§ **THE EXERCISE**:
Copy every line of the listing below word for word, leaving out the pictures.

(Object pointing dataset rows)

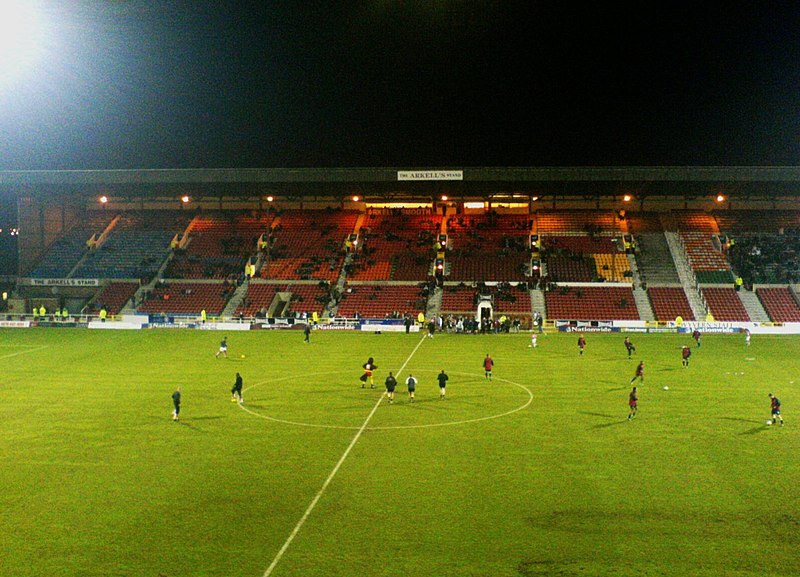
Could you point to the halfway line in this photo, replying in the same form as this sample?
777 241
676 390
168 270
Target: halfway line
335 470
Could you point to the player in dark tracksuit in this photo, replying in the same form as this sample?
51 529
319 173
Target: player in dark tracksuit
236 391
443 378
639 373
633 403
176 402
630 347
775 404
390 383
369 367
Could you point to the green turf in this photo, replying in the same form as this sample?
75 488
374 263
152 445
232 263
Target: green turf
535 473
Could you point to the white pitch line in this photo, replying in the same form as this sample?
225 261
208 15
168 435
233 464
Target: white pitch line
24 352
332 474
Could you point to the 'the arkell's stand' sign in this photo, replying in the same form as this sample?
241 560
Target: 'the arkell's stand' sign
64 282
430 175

§ **THE RESULT**:
Could you point to the halfway line in this photo, replying in the same form as this sample?
777 241
676 390
168 270
Target: halfway line
335 470
Could you point to the player in dark tracksuit in this photo, replying in the same form as this sample?
51 529
319 173
Target: player in dark tracksuit
236 391
443 378
639 373
633 403
176 402
630 347
775 404
390 383
369 367
Could you point to the green turf in this photo, replying in the same form as this sample?
75 488
374 263
152 445
232 263
Target: green turf
535 473
Could you point to the white pitch line in this photo, replying in the same form as this sample?
225 261
208 15
168 435
233 464
Target: white pitch line
24 352
332 474
Could you point to the 'the arkell's stand' sign in this photo, replying in the same form as this sample?
241 560
Target: 'the arkell's stand' sign
64 282
430 175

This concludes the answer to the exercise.